= Document section =

My involvement in optometry has always expanded beyond direct patient care, most significantly in the area of teaching and education. For eight years, I was a clinical instructor at UC Berkeley School of Optometry in the methods lab, primary care clinic, and contact lens clinic. Since moving to the valley, I continue to be involved as a guest lecturer for Dr. Craig Hisaka’s practice management course. I give three lectures to second and third year students: “Career Choices in Optometry,” “Managed Vision Care” and “The Future of Optometry.”
When I ran a contact lens clinic, my teaching partner and I developed a rigorous curriculum for the students to study, named “The Winnick Clinic Manual.” The manual was an extensive binder of resources around specialty contact lens fitting, and the students were assigned chapters to study and given weekly quizzes on the material. Years later, I occasionally run into past students at national meetings, and it’s rewarding when they tell me that they still refer to their “Winnick Clinic” manuals when they have contact lens questions.

= Listed entries =
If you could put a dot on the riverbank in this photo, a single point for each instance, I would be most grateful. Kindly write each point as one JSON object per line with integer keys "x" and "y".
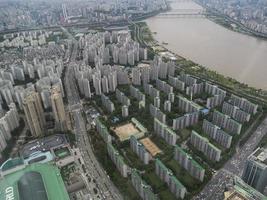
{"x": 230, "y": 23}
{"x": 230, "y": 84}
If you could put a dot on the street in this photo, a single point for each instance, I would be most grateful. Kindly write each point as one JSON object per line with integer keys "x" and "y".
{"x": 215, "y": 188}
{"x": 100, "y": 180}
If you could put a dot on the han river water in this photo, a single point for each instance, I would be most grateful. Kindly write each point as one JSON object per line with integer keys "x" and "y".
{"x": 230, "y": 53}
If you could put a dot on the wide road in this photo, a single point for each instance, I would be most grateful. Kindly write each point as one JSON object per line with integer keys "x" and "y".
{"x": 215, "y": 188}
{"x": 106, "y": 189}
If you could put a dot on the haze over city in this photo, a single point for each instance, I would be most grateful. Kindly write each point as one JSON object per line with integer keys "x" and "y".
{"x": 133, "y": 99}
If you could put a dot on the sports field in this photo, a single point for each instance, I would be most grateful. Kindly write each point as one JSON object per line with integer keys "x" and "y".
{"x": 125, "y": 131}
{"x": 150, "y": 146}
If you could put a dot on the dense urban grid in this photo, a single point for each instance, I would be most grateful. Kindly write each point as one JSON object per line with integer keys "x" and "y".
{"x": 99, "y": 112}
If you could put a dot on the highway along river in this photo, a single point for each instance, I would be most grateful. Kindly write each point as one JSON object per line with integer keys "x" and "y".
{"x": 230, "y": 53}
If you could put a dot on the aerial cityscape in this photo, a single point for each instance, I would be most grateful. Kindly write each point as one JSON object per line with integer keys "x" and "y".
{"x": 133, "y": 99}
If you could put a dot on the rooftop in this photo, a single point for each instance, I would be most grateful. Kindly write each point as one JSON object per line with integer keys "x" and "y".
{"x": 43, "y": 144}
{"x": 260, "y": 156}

= Study questions =
1. Name the lecture titles that the passage on teaching in optometry says are given to second and third year students.
2. From the passage on teaching in optometry, reproduce everything from "When I ran a" down to "contact lens questions.".

= Solutions =
1. "Career Choices in Optometry," "Managed Vision Care," "The Future of Optometry."

2.
When I ran a contact lens clinic, my teaching partner and I developed a rigorous curriculum for the students to study, named “The Winnick Clinic Manual.” The manual was an extensive binder of resources around specialty contact lens fitting, and the students were assigned chapters to study and given weekly quizzes on the material. Years later, I occasionally run into past students at national meetings, and it’s rewarding when they tell me that they still refer to their “Winnick Clinic” manuals when they have contact lens questions.